───── Source extract ─────

Qualified numbers

skalkin · August 4, 2020, 5:14am

Due to the popular request from our clients in the pharma R&D space, we are introducing a special type of numbers - qualified numbers, or qnum. They are typically used to represent measurements when the exact value is not known, but we know that it is either less or greater than some value. The examples of such values are “<3.5” or “>5E-6”.

In Datagrok, it was already possible to represent such values by having two columns (qualifier and value) and customizing the cell renderer to show the qualifier before the actual value - we have even done this exercise during the hackaton with one of our clients. However, this solution quickly becomes limited and kludgy once you consider free-text editing, rendering with different numerical formats, removing columns, or sorting.

To support these scenarios and keep the performance on par with the integer and float number types that the platform supports, we needed to come up with a solid solution. We did that by introducing a new data type that is based on the 64-bit floating point number, but two least significant bits of mantissa are reserved for the qualifier. This way, we still have the ability to efficiently store the numbers and perform arithmetic operations on them without having to incur costly packing/unpacking. The qualifier could be either 1 (LESS), 2 (EXACT), or 3 (GREATER) - this way, we can compare qnums using regular floating point number comparison.

There is no special internal data type, the values are 64-bit IEEE754 floats, and in most cases the application developers won’t even have to check whether the value is qualified or not, since the result for the most operations (rendering, using for visualization, arithmetic operations) will be the same. However, in cases it does matter the programmer has to keep track of whether the values are qualified, and pack/unpack accordingly (check out Qnum class that contains helper methods for that).

───── Recorded data ─────

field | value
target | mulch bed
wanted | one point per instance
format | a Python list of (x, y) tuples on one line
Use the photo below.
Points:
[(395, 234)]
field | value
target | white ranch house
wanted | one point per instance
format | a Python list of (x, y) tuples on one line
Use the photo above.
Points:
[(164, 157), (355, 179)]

─────
───── Recorded data ─────

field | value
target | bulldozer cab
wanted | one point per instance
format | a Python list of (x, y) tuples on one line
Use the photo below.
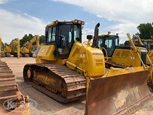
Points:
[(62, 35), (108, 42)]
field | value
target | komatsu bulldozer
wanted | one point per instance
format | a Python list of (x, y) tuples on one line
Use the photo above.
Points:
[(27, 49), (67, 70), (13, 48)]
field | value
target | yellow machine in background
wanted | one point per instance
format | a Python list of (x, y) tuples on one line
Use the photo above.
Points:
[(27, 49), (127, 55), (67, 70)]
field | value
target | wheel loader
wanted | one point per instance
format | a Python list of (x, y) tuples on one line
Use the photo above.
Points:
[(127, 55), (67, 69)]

─────

Tasks to complete:
- a) In the qualified numbers post, how many bits of the mantissa are reserved for the qualifier?
- b) Extend the qualified numbers post from its final sentence.

Expected results:
- a) Two least significant bits.

- b)
The devil is always in the details, and adding a new core data type is no small feat, since all numerical types support the following:

binary serialization
format-supported CSV serialization
converting to/from string, float, int, and qnum column type
format-based parsing (i.e., you can enter “>$10,000” for the “money” format)
proper sorting that takes qualifiers into account
aggregation (results are always exact numbers though)
support for raw byte buffers (useful for JS-based high-performance computations and visualizations)

Here are some of the examples of creating and manipulating qnum columns (keep in mind that this is our dev server - please request an account if you want to be on the bleeding edge):

https://dev.datagrok.ai/js/samples/data-frame/qualified-numbers
https://dev.datagrok.ai/js/samples/data-frame/qualified-numbers-2

The public version with qnums will likely be released later this week.